◆ **Working data**
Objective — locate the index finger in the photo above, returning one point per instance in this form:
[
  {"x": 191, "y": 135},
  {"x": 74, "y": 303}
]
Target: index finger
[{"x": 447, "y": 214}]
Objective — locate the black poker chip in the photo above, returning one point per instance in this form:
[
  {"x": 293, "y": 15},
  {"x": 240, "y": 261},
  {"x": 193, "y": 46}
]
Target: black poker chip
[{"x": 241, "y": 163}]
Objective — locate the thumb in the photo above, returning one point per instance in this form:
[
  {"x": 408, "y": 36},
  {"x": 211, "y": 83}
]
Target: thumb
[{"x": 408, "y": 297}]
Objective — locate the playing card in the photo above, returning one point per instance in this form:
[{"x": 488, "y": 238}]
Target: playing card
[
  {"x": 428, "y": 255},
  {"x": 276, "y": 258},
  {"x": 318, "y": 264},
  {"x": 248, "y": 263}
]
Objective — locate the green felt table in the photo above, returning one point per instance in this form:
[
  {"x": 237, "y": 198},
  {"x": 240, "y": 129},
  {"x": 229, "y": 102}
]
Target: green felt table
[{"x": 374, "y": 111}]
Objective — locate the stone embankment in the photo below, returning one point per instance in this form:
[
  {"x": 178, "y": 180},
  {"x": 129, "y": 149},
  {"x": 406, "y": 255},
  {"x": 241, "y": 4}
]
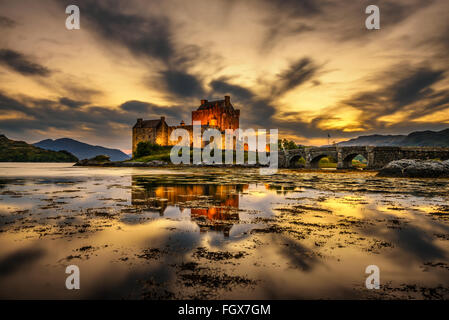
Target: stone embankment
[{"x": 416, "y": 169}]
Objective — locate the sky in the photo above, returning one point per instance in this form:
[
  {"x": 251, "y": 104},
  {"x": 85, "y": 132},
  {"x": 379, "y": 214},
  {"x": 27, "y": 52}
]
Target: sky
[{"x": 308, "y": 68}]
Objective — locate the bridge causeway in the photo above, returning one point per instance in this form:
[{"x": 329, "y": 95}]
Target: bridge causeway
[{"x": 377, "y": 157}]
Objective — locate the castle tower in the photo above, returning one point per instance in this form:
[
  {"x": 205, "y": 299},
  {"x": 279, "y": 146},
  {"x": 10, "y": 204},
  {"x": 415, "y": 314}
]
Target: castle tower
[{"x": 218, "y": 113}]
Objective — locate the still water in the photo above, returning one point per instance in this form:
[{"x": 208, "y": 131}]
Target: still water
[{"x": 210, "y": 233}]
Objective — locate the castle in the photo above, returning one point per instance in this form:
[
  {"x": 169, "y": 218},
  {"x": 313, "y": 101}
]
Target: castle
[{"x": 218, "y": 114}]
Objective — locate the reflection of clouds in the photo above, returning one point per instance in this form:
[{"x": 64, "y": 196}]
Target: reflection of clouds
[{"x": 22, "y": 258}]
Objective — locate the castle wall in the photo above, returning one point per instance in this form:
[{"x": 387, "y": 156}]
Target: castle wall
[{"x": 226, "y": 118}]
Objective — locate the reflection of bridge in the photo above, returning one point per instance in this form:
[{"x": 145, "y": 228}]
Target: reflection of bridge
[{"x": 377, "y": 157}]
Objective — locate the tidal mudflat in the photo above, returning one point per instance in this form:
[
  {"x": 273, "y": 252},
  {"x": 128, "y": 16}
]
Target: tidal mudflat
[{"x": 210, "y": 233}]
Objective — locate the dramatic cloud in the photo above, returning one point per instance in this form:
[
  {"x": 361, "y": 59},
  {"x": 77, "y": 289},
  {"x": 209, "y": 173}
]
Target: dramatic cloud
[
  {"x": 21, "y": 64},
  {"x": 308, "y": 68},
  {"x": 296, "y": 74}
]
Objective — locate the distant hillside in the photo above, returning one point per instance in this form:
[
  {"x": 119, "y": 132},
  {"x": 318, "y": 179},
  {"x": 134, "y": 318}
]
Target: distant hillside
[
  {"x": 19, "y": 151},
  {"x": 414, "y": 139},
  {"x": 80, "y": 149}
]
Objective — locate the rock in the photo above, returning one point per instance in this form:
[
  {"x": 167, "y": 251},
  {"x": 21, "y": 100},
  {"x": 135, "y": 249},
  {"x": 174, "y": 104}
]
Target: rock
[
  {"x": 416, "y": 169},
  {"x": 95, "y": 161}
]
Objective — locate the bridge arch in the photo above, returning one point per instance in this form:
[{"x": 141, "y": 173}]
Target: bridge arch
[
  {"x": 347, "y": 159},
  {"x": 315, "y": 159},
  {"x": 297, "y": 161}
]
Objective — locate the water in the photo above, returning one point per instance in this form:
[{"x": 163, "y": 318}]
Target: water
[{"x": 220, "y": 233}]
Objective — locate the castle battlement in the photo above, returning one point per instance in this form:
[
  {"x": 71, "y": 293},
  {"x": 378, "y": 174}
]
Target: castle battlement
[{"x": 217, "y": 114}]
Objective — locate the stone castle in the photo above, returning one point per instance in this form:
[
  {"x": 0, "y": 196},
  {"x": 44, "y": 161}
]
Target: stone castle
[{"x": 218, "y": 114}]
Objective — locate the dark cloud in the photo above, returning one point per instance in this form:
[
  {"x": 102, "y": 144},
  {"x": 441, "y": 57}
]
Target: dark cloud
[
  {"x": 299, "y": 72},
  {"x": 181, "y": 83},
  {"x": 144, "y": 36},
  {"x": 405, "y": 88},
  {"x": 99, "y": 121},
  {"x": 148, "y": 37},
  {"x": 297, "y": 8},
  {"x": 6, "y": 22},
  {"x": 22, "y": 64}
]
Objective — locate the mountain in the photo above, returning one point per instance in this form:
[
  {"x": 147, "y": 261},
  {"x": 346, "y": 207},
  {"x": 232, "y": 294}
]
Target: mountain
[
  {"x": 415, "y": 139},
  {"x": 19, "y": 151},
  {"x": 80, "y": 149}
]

* * *

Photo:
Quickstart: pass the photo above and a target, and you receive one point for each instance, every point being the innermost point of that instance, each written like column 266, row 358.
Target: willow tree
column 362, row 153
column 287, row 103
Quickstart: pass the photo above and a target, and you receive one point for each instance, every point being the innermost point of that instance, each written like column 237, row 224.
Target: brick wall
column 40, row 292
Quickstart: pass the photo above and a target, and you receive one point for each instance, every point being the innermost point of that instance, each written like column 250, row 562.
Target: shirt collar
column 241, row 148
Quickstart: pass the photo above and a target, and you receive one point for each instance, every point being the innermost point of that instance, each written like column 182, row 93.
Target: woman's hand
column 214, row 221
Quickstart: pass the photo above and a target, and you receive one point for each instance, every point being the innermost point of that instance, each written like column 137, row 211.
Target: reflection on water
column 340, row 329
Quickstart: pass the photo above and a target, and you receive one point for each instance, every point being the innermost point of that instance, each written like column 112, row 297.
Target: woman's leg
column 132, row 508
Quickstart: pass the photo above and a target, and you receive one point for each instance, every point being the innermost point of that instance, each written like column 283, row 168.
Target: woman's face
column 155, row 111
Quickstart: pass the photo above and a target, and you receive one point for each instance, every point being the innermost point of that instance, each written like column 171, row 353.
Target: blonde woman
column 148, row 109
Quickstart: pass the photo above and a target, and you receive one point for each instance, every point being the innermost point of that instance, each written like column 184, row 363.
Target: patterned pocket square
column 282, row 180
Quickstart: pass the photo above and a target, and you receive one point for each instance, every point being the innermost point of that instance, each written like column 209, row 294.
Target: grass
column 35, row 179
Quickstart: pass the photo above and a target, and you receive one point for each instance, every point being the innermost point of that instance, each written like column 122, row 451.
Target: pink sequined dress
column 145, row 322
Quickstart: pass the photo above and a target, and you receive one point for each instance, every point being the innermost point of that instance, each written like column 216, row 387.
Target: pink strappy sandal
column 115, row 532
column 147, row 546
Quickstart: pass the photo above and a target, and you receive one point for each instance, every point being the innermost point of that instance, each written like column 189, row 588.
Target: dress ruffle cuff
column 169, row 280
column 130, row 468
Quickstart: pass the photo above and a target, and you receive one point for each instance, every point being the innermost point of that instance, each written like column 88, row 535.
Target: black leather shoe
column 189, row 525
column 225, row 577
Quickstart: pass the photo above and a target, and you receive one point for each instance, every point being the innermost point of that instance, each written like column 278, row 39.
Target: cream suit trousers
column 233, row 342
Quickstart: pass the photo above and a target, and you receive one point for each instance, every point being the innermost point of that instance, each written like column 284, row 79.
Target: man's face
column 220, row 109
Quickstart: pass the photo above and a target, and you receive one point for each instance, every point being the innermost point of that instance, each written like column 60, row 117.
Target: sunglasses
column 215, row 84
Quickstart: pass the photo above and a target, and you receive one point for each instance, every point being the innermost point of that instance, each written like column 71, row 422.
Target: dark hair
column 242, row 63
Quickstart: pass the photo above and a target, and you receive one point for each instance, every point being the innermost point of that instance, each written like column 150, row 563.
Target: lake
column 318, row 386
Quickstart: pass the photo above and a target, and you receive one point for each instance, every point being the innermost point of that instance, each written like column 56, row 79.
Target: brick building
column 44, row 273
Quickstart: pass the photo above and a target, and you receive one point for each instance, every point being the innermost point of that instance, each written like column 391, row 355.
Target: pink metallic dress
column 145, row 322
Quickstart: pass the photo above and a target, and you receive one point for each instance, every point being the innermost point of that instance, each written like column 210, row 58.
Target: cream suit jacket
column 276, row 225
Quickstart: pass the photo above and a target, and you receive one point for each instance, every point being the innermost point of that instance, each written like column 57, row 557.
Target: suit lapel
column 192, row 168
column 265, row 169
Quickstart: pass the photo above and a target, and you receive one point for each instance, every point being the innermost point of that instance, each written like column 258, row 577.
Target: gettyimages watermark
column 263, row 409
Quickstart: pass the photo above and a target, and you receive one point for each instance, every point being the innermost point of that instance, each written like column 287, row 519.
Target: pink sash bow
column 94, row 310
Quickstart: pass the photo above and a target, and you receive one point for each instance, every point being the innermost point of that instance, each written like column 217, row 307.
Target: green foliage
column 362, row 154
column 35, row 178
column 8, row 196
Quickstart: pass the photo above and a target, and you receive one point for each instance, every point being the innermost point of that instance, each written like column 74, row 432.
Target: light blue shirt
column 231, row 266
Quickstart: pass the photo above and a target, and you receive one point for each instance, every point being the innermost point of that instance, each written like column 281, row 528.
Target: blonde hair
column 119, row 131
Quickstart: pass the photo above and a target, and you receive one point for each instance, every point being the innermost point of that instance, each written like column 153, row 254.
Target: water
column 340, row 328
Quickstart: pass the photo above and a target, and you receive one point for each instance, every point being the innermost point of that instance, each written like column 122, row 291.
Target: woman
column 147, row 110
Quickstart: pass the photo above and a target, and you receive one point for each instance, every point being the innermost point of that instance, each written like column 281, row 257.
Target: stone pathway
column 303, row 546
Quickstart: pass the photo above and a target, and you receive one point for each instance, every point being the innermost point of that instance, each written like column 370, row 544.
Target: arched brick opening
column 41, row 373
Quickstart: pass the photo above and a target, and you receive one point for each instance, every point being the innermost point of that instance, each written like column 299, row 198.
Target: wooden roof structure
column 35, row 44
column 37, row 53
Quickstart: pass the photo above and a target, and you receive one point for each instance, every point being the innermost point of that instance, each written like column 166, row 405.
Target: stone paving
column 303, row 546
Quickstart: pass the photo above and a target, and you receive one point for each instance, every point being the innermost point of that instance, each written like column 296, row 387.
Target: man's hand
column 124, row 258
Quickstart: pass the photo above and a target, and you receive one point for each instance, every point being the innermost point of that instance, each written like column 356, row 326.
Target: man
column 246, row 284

◆ **Exercise**
Copy out, unchanged, the stretch of the items that opens with the line containing "166, row 405." and closes with the line containing "column 246, row 284", keeping both of those lines.

◆ **Answer to the task**
Quickstart: pass the photo above and a target, and you receive one point for each instance, every point being the innermost point of that instance, each written like column 166, row 405.
Target: stone paving
column 303, row 546
Quickstart: pass the photo above and a target, and you receive one point for each instance, every point being the innermost point of that instance, each written like column 296, row 387.
Target: man's hand
column 124, row 258
Quickstart: pass the photo above and a target, and you receive one point for each instance, every point being the innermost point of that instance, each written like column 356, row 326.
Target: man
column 246, row 284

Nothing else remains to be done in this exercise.